▸ Given problem
Please return every one of the rows below word for word, keeping each line unchanged and in its original order.

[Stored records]
=-=-=-=-=

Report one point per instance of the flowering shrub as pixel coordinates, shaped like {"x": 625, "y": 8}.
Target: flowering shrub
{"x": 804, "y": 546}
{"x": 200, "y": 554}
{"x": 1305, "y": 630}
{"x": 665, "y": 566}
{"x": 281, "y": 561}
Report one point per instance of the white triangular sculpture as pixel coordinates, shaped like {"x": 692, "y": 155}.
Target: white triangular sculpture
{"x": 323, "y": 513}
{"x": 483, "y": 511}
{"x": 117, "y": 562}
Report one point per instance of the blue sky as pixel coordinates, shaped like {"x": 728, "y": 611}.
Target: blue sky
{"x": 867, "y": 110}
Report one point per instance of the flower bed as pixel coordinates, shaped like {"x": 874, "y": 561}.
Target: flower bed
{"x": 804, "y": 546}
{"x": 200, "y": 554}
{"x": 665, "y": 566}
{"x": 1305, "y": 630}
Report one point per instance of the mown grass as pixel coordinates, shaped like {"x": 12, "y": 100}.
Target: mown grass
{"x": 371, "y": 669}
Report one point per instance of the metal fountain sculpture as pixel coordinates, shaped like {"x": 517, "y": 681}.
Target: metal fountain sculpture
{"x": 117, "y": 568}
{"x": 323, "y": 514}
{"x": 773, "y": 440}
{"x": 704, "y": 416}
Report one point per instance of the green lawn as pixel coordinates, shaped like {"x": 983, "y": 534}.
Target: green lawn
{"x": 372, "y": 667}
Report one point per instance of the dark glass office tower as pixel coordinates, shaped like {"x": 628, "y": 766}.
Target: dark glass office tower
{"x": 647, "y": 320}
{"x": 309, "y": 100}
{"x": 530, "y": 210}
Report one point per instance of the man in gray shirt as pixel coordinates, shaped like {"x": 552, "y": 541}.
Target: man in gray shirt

=-=-=-=-=

▸ Reply to the exercise
Report one point per instance of the flowering shrub as pixel coordinates, shaped like {"x": 625, "y": 8}.
Target: flowering shrub
{"x": 804, "y": 546}
{"x": 200, "y": 554}
{"x": 1305, "y": 630}
{"x": 665, "y": 566}
{"x": 281, "y": 561}
Report one point per instance of the white triangular sculpture as pixel coordinates, shaped like {"x": 692, "y": 155}.
Target: white triangular sculpture
{"x": 323, "y": 513}
{"x": 483, "y": 511}
{"x": 117, "y": 562}
Report one point per instance of the blue sky as pixel coordinates, shaped like {"x": 728, "y": 611}.
Target: blue sky
{"x": 867, "y": 110}
Report one point per instance of the flower bed as pixel coordinates, shaped like {"x": 874, "y": 561}.
Target: flower bed
{"x": 804, "y": 546}
{"x": 200, "y": 554}
{"x": 665, "y": 566}
{"x": 1305, "y": 630}
Report one point per instance of the mown grass as pixel coordinates, shaped like {"x": 12, "y": 100}.
Target: mown grass
{"x": 371, "y": 669}
Report one point per instance of the metal fountain sculpture as pixel coordinates, shaped like {"x": 517, "y": 681}.
Target: metal fountain sculpture
{"x": 117, "y": 568}
{"x": 323, "y": 514}
{"x": 773, "y": 440}
{"x": 704, "y": 416}
Report one point per instance of the green lawn as pixel coordinates, shaped like {"x": 983, "y": 534}.
Target: green lawn
{"x": 372, "y": 667}
Report one point per instance of the dark glass office tower as pixel coordinates, shaped like {"x": 628, "y": 766}.
Target: dark glass office tower
{"x": 647, "y": 320}
{"x": 309, "y": 100}
{"x": 530, "y": 210}
Report one point per instance of the man in gray shirt as pixel coordinates, shaped like {"x": 552, "y": 541}.
Target: man in gray shirt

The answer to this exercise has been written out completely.